- SET EXERCISE 1
According to the instrumentation passage, at what accelerating potential did the MALDI-TOF spectrometer operate?
- SET EXERCISE 2
Write the next part of the instrumentation passage, picking up right after its final sentence.

*** PASSAGE ***

¹H-NMR spectra were recorded on a Bruker Avance 400 apparatus at 400 MHz at 25 °C in CDCl₃. Polymer molar masses and dispersities were measured by size exclusion chromatography (SEC) on a PL-GPC50 Plus apparatus equipped with Tosoh G4000HXL, G3000HXL and G2000HXL columns (Eluent: THF, flow rate 1.0 mL min⁻¹, temperature: 40 °C), either with RI and UV detectors and a polystyrene standards calibration or with triple detection (RI, Light Scattering and viscosimetry) with dn/dc = 0.058 mL g⁻¹ for PLA. Matrix-assisted laser desorption ionization time-of-flight (MALDI-TOF) mass spectrometry was performed using a Voyager-DE STR (Applied Biosystems) spectrometer equipped with a nitrogen laser (337 nm), a delay extraction, and a reflector. The MALDI-TOF mass spectra represent averages over 100 laser shots. This instrument operated at an accelerating potential of 20 kV. Polymer (2 μL) and matrix (20 μL, dithranol) solutions in CH₂Cl₂ (10 g L⁻¹) were mixed with 2 μL of a sodium iodide solution (10 g L⁻¹ in methanol), which favors ionization. The final solution (1 μL) was deposited onto the sample target and dried in air at room temperature. Differential scanning calorimetry (DSC) measurements were performed on a TA instruments DSC Q100 from −100 to 180 °C at a heating rate of 10°C min⁻¹.

*** RECORDED INFORMATION ***

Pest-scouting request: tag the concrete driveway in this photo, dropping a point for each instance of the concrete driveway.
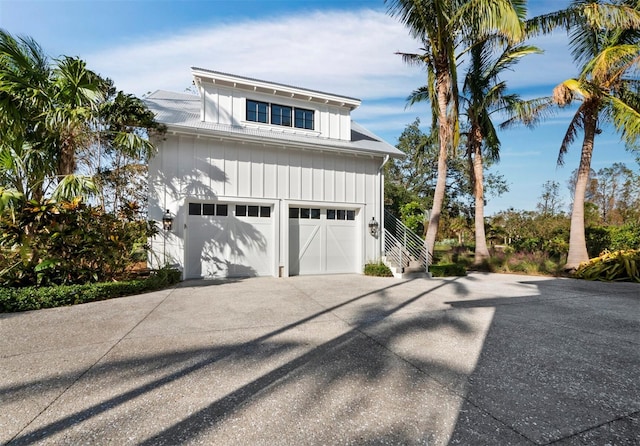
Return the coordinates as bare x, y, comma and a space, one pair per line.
352, 360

***

- EXERCISE ANSWER 1
20 kV

- EXERCISE ANSWER 2
DMAP·HX synthesis

DMAP·HCl, DMAP·HOMs and DMAP·HOTf were prepared following our previously published synthetic protocol.⁴⁰ General procedure: DMAP (10 mmol, 1.22 g) is stirred with a stoichiometric amount of HX (HCl 37% in water solution, 1 mL; HOMs 0.96 g; HOTf, 1.50 g) in THF (20 mL) at room temperature for 1 hour to give a white precipitate. The salts were filtrated, dried under vacuum and stored under nitrogen to be used as is.

Ring-opening polymerization of L-lactide in bulk conditions

General procedure: a 10 mL Schlenck was flame-dried under vacuum and initiator (p-phenyl benzyl alcohol, 1.35 mg, 0.0069 mmol), DMAP (0.84 mg, 0.0069 mmol), DMAP·HOTf (1.88 mg, 0.0069 mmol) and L-LA (100 mg, 0.69 mmol) were successively added. The mixture was stirred under nitrogen at 100 °C. At the end, the reaction mixture was dissolved in 1 mL of CH₂Cl₂ and then the solution was poured into 30 mL of cold methanol to give white solid that was dried under vacuum. Monomer conversions were estimated by ¹H-NMR before precipitation, while molar masses and polydispersities were determined by size exclusion chromatography.

Ring-opening polymerization of ε-caprolactone and δ-valerolactone in bulk conditions

General procedure: a 10 mL Schlenck flask was flame-dried under vacuum and initiator (p-phenyl benzyl alcohol, 7.83 mg, 0.04 mmol), DMAP (4.87 mg, 0.04 mmol), DMAP·HOTf (10.89 mg, 0.04 mmol) and the corresponding cyclic ester (4 mmol) were successively added. The mixture was stirred under nitrogen at 100 °C until almost quantitative conversion was reached (>95%). Monomer conversion was estimated by ¹H NMR, while molar masses and polydispersities were determined by size exclusion chromatography.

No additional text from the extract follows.